Entries shown
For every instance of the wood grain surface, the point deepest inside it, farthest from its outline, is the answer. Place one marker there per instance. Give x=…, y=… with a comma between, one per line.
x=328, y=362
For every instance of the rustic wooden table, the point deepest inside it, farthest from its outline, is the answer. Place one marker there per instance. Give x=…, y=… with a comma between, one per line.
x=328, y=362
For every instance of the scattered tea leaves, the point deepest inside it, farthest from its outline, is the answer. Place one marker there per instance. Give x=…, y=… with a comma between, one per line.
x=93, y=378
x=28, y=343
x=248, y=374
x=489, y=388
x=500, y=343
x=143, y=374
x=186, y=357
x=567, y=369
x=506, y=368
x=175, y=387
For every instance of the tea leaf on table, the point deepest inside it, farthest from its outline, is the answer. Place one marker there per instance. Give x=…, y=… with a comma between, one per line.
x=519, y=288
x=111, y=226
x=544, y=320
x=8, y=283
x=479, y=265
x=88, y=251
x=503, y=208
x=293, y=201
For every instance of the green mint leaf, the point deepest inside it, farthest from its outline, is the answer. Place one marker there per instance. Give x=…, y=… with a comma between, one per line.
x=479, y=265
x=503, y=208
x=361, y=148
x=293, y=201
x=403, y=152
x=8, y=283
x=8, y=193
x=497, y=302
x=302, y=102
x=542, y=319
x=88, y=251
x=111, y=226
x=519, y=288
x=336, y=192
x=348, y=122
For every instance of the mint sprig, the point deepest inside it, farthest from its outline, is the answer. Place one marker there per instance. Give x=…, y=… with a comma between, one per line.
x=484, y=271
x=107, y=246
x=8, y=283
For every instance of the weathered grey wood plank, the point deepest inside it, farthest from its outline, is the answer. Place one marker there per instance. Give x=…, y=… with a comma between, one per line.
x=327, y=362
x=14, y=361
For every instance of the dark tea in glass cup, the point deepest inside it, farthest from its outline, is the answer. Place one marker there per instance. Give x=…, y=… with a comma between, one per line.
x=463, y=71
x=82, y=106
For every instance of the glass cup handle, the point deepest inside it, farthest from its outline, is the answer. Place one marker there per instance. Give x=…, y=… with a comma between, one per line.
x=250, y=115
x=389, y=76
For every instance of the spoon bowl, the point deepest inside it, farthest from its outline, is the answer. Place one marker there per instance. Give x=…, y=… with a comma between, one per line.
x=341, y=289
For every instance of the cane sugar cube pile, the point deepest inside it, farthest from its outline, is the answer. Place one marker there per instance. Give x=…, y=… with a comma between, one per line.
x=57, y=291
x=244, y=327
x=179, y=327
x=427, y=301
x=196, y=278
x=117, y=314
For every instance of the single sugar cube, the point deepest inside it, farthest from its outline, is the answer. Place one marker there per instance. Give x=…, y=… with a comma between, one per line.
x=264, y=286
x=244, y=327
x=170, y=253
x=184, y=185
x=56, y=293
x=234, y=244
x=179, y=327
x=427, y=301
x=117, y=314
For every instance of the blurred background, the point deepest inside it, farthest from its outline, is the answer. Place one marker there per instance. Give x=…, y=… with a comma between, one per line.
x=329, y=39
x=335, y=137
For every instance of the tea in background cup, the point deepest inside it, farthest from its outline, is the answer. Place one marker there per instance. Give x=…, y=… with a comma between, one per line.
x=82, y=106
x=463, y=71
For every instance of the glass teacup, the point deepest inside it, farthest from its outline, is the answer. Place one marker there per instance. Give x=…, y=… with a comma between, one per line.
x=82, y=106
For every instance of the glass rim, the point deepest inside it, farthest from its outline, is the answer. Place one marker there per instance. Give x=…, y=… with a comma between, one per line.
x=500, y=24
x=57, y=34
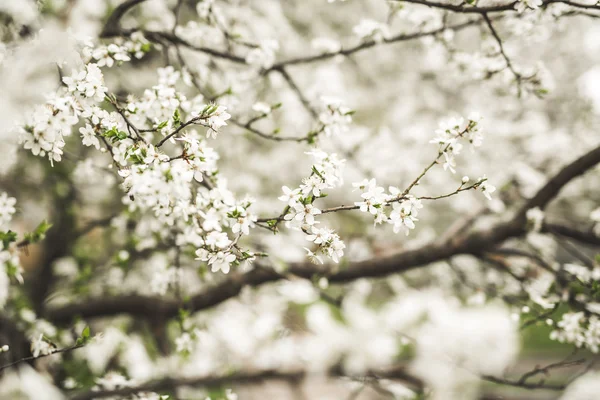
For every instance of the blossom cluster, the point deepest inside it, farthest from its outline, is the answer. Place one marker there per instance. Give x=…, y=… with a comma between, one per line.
x=300, y=211
x=578, y=329
x=334, y=116
x=452, y=131
x=10, y=266
x=405, y=208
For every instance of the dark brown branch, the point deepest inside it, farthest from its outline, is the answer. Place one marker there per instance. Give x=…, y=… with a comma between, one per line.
x=369, y=44
x=113, y=24
x=32, y=358
x=582, y=236
x=473, y=243
x=397, y=373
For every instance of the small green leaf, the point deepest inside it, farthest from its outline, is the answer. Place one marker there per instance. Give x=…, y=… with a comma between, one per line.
x=7, y=238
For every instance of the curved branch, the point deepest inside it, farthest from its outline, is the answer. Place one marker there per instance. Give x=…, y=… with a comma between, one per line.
x=113, y=24
x=473, y=243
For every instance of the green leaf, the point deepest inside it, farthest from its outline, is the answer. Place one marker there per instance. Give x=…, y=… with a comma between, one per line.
x=39, y=233
x=7, y=238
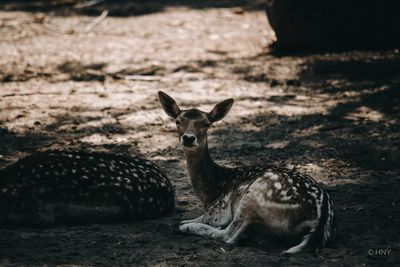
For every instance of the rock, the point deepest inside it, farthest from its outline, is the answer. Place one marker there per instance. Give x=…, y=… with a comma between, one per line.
x=339, y=24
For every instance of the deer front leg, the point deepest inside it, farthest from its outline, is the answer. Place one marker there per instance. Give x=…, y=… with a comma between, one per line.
x=242, y=218
x=218, y=215
x=230, y=234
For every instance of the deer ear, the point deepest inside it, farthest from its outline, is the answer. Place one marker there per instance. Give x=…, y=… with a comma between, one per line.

Directions for this task
Recopy the full listing exactly, passing over any picture.

Finished exercise
For every instance of the wood grain surface, the point deepest inside it, farthest from its outline, is the answer. Place one marker there per instance. Give x=…, y=… with a comma between, one per line.
x=328, y=362
For every instance of the rustic wooden table, the point deepest inside it, farthest from its outline, is the answer. Place one marker there per instance. Give x=…, y=… with a comma between, one per line.
x=328, y=362
For every instance of the scattered tea leaves, the point deepest inside it, farthest from its outline, is the answer. Place one marker there per instance. Give x=…, y=… with a comma between, one per line.
x=93, y=378
x=28, y=343
x=248, y=374
x=489, y=388
x=500, y=343
x=143, y=374
x=186, y=357
x=567, y=369
x=506, y=368
x=175, y=387
For every instance of the tea leaf on table, the point deepest inside it, farthest from its outline, is the answer. Place one marker there per instance. Give x=…, y=… with a comma between, one per line.
x=519, y=288
x=111, y=226
x=544, y=320
x=8, y=283
x=479, y=265
x=88, y=251
x=503, y=208
x=293, y=201
For every instance of the green mint leaf, the point deepest inside it, farthest from its outline, is the answer. Place one marker there per instance. Give x=…, y=… with a comma between, one per line.
x=479, y=265
x=503, y=208
x=361, y=148
x=293, y=201
x=403, y=152
x=8, y=283
x=8, y=193
x=497, y=302
x=302, y=102
x=542, y=319
x=88, y=251
x=111, y=226
x=519, y=288
x=336, y=192
x=348, y=122
For every instance of the mint sprig, the point deepest inside it, farthest from its outline, is the answer. Place one marker there per instance. Give x=…, y=… with a comma between, one per line.
x=484, y=271
x=107, y=246
x=8, y=283
For every instance of the weathered grey wood plank, the point deepest inside it, farthest from its outline, is the answer. Place one marker there per instance. Give x=…, y=… with a comma between, one per line.
x=327, y=362
x=14, y=361
For every instance of the dark tea in glass cup, the point deepest inside it, farthest from its outline, is the answer. Place one marker there per instance. Give x=…, y=… with a comma between, one per line.
x=463, y=71
x=82, y=106
For every instance of the glass cup handle, the point deepest inside it, farthest from its outline, is the answer. Place one marker there per instance. Give x=…, y=… with a comma between, one per line.
x=250, y=115
x=389, y=76
For every instance of the spoon bowl, the point deepest inside it, farthest from its outline, is the answer. Place one marker there per instance. Give x=…, y=… with a comma between, one per line.
x=341, y=289
For every instance of the cane sugar cube pile, the point deepest inside it, farthest from its outline, is the answer. Place one marker there per instance. Give x=…, y=… with a comma between, one per line.
x=57, y=291
x=244, y=327
x=179, y=327
x=427, y=301
x=196, y=278
x=117, y=314
For every instance of the single sugar cube, the point deepest inside it, farthest from its outline, is the answer. Place one marker there per instance. Give x=…, y=… with a comma between, one per line.
x=264, y=286
x=244, y=327
x=170, y=253
x=184, y=185
x=56, y=293
x=234, y=244
x=179, y=327
x=427, y=301
x=117, y=314
For every instance of the blurred background, the point deepest inside it, farthest from its outline, is the answer. Place one marker there per instance. Give x=…, y=… with a comma between, one per line.
x=329, y=39
x=335, y=137
For every instance of the tea in background cup, the point deepest inside it, farthest from its outline, is the answer. Place one marker there per instance. Give x=…, y=… with a comma between, one per line.
x=82, y=106
x=463, y=71
For every instance of the glass teacup, the point deepest inside it, farthest from its outline, is the answer. Place one marker there per instance. Give x=…, y=… with a comma between, one per line.
x=82, y=106
For every instance of the glass rim, the point deepest inside it, farthest from its outline, is the answer. Place one marker there per instance. Give x=…, y=… with a comma between, one per line.
x=500, y=24
x=57, y=34
For every instance of the blossom cluster, the point deepest inside it, farthest from its outline, is the answer. Place one marker there per instance. Give x=…, y=… with a comma between, one per line.
x=300, y=211
x=578, y=329
x=334, y=116
x=452, y=131
x=10, y=266
x=405, y=208
For every instance of the dark brown branch, the point deepest inside it, farthest from its outline, is the answer. Place one marker there per instance. Give x=…, y=… with a comma between, one per line.
x=369, y=44
x=113, y=24
x=32, y=358
x=582, y=236
x=473, y=243
x=397, y=373
For every instance of the small green leaf, the point deepest inside it, farthest from its outline, is the answer. Place one marker there per instance. Give x=…, y=… with a comma between, one per line.
x=7, y=238
For every instance of the curved branch, the point deepest inside it, farthest from its outline, is the answer. Place one marker there per instance. Give x=…, y=… with a comma between, one per line.
x=113, y=24
x=473, y=243
For every instance of the green leaf, the point deepest inside it, farthest from its outline, is the answer. Place one marker there per instance. Give x=…, y=… with a comma between, one per line.
x=39, y=233
x=7, y=238
For every instance of the rock, the point deepest inside it, farthest from its outline, is the answer. Place one marker there per instance. Give x=…, y=… with a comma between, one per line.
x=339, y=24
For every instance of the deer front leg, the point deepest inside it, farthest from its outline, is the answer. Place one marker there per instance. Give x=…, y=… with a comma between, one per line.
x=242, y=218
x=218, y=215
x=230, y=234
For every instance of the deer ear, the point deepest inside it, farthest from its outline, is the answer. Place one marker there per instance. Give x=…, y=… with a comma between, one per line.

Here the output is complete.